OBIETTIVO:
Rispondi alle seguenti domande sul testo relativo ai contratti a tempo determinato.
1. Quale articolo del D.lgs. n. 81/2015 prevede che il secondo contratto si trasformi in contratto a tempo indeterminato se non si rispettano i termini per il rinnovo?
2. Qual è il numero massimo di proroghe dei contratti a tempo determinato?
3. Quale decreto ha reintrodotto la causalità dei contratti a tempo determinato?

L’art. 20, comma 1, lettera c, D.lgs. n. 81/2015, stabilisce che non è ammessa l’apposizione di un termine alla durata di un contratto di lavoro subordinato «presso unità produttive nelle quali sono operanti una sospensione del lavoro o una riduzione dell’orario in regime di cassa integrazione guadagni, che interessano lavoratori adibiti alle mansioni cui si riferisce il contratto a tempo determinato».
Il nuovo art. 19-bis permetterebbe dunque di assumere con contratto a tempo determinato, pur avendo fatto ricorso agli ammortizzatori sociali.
L’art. 21, comma 2, D.lgs. n. 81/2015, stabilisce invece che, ove non venga rispettato per il rinnovo il termine di dieci giorni (se il primo contratto era inferiore ai sei mesi) ovvero di venti giorni (se il primo contratto era superiore ai sei mesi) dalla scadenza del primo contratto a tempo determinato, «il secondo contratto si trasforma in contratto a tempo indeterminato».
Il nuovo art. 19-bis permetterebbe dunque di rinnovare i contratti a tempo determinato senza dover rispettare i c.d. periodi cuscinetto dello Stop and Go tra un contratto e l’altro.
L’art. 32, comma 1, lettera c, D.lgs. n. 81/2015, ha infine un contenuto speculare all’art. 20, comma 1, lettera c.
Il nuovo art. 19-bis permetterebbe dunque di assumere con contratto di somministrazione, pur avendo fatto ricorso agli ammortizzatori sociali.
Nessuna delle norme menzionate dall’art. 19-bis vieta però alle imprese in cassa integrazione di prorogare i contratti a tempo determinato.
Questo perché casi non esiste una specifica norma da derogare.
Esistono solo due limiti alla proroga dei contratti a tempo determinato e sono comuni a tutte le imprese:
– numero massimo di quattro proroghe;
– obbligo di causale se con la proroga si supera il termine di dodici mesi.
Entrambi sono stati introdotti dal Decreto Dignità, ma non mi pare che la nuova disposizione permetta di derogarli.
Sono oramai passati due anni ormai da quando il Decreto Dignità ha reintrodotto la causalità dei contratti a tempo determinato, originariamente eliminata dal Decreto Poletti e riproposta poi nel D. Lgs. n.81/2015.

DATI GREZZI:
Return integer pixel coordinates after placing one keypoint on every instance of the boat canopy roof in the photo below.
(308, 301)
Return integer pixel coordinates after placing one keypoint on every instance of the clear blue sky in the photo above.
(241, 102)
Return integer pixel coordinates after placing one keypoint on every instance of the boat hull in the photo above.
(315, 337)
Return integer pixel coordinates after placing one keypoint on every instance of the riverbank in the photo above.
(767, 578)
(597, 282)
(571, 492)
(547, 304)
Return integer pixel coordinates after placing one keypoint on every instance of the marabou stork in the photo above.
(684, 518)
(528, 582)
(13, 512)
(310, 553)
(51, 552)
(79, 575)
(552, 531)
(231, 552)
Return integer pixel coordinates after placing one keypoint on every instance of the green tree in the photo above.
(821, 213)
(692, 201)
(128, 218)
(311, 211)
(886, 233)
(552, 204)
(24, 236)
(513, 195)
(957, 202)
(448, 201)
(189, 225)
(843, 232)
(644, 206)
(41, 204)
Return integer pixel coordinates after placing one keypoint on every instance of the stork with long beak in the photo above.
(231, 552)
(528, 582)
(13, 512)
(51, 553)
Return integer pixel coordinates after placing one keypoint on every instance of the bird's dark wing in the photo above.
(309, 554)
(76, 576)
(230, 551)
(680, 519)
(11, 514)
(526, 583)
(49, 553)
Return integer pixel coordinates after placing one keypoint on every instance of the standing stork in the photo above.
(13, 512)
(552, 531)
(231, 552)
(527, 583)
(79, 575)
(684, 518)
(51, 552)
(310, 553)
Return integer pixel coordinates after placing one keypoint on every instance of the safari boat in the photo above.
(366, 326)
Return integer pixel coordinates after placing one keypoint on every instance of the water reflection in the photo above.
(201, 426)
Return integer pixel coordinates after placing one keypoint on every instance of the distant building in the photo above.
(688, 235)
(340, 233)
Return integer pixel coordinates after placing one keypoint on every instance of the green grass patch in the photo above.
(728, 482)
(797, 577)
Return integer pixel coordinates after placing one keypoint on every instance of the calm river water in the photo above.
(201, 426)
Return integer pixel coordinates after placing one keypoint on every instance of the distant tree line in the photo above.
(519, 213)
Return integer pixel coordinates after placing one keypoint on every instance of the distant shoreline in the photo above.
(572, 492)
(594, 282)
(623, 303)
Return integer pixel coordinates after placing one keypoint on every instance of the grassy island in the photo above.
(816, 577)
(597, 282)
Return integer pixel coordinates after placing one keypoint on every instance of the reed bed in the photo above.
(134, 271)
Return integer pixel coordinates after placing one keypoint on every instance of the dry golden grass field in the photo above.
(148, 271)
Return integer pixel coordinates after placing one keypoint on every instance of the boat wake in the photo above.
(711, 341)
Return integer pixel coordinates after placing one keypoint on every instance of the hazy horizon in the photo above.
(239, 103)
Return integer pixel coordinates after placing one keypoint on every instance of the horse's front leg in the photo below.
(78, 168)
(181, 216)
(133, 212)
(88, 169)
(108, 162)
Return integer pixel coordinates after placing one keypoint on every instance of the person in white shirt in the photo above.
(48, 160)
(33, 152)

---

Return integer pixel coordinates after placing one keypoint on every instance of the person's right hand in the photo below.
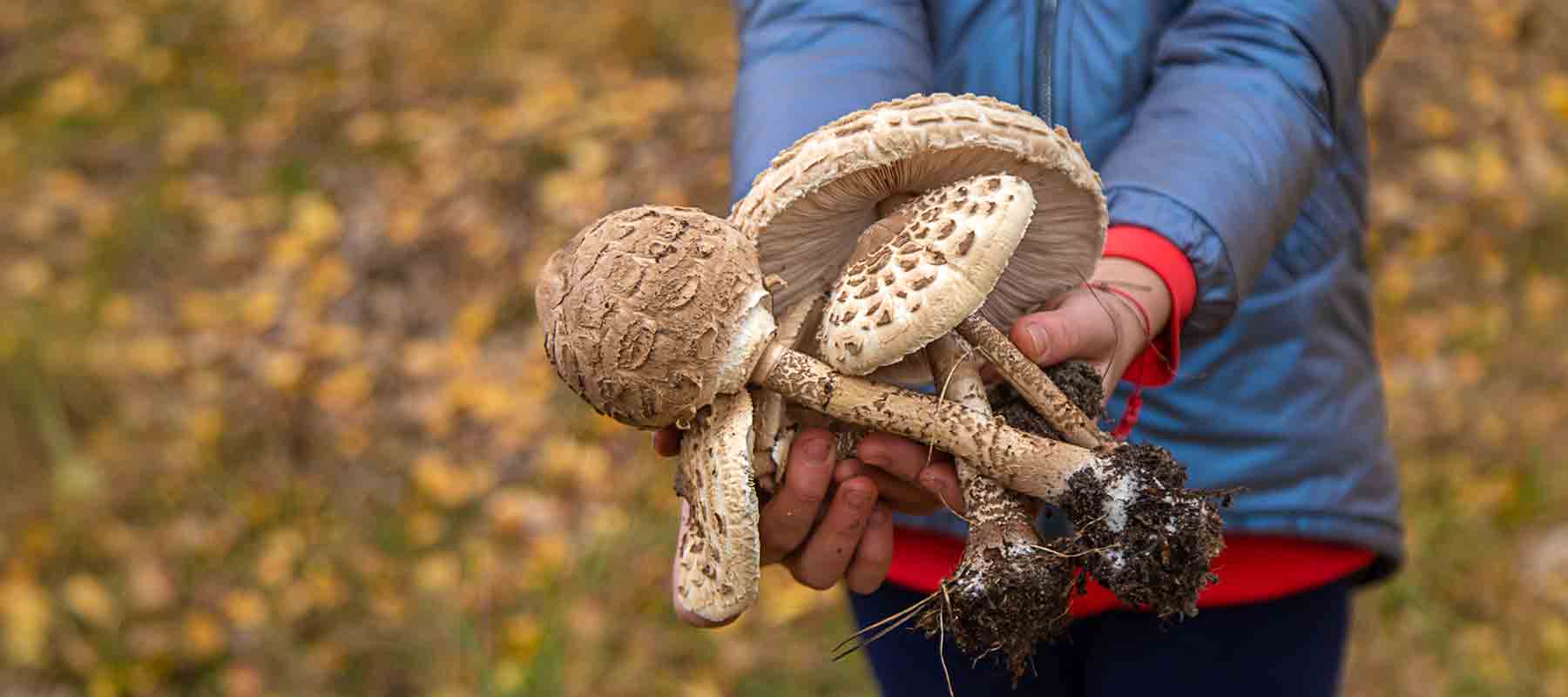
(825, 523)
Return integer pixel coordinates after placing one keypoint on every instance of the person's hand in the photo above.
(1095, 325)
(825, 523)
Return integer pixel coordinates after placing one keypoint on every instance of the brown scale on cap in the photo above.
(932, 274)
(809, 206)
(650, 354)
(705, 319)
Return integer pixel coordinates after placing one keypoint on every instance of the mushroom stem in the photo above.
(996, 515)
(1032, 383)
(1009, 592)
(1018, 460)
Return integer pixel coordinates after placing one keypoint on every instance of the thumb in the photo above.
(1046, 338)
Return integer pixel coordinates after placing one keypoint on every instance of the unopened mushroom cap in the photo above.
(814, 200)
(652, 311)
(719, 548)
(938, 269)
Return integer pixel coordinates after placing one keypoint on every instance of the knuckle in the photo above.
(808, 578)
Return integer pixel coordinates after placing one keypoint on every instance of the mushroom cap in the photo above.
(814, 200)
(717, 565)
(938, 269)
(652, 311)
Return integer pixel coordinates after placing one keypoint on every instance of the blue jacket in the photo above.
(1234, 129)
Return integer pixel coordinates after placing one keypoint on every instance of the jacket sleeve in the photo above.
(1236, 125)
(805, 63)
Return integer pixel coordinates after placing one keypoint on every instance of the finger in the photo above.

...

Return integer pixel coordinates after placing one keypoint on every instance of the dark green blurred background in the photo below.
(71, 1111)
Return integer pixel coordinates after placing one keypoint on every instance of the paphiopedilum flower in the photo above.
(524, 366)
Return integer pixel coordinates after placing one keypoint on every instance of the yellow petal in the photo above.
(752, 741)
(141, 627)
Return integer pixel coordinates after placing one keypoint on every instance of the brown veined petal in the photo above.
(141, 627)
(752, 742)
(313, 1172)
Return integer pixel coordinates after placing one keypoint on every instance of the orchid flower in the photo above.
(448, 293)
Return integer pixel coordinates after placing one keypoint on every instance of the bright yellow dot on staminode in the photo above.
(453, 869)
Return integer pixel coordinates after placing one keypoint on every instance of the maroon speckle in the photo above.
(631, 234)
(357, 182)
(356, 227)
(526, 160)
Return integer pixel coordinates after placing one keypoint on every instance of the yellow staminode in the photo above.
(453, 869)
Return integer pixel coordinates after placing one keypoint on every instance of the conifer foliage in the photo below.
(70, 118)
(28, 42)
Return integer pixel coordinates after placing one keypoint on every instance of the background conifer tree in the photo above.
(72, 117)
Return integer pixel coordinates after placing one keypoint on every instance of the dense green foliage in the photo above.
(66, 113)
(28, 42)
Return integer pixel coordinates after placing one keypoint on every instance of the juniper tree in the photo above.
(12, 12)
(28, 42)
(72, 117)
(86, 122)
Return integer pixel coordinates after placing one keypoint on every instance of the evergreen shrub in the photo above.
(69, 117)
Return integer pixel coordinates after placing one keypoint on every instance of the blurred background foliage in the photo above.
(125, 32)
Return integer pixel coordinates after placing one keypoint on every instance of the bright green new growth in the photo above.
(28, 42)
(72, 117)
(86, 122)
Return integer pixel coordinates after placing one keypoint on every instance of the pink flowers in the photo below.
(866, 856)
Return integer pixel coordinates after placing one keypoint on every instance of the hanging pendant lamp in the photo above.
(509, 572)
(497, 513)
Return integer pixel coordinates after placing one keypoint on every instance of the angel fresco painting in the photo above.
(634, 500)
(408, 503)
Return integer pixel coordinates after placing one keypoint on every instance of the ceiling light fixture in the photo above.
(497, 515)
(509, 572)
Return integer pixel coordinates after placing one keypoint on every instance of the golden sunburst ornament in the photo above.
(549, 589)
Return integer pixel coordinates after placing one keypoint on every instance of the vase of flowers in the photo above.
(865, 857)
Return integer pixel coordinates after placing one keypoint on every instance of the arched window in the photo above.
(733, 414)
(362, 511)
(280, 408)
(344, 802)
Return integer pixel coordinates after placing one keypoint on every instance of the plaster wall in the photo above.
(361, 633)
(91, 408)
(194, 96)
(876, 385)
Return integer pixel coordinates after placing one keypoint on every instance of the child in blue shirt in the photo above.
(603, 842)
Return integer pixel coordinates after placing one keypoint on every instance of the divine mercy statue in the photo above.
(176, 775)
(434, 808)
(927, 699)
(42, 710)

SOLUZIONE:
1. L'art. 21, comma 2.
2. Quattro.
3. Il Decreto Dignità.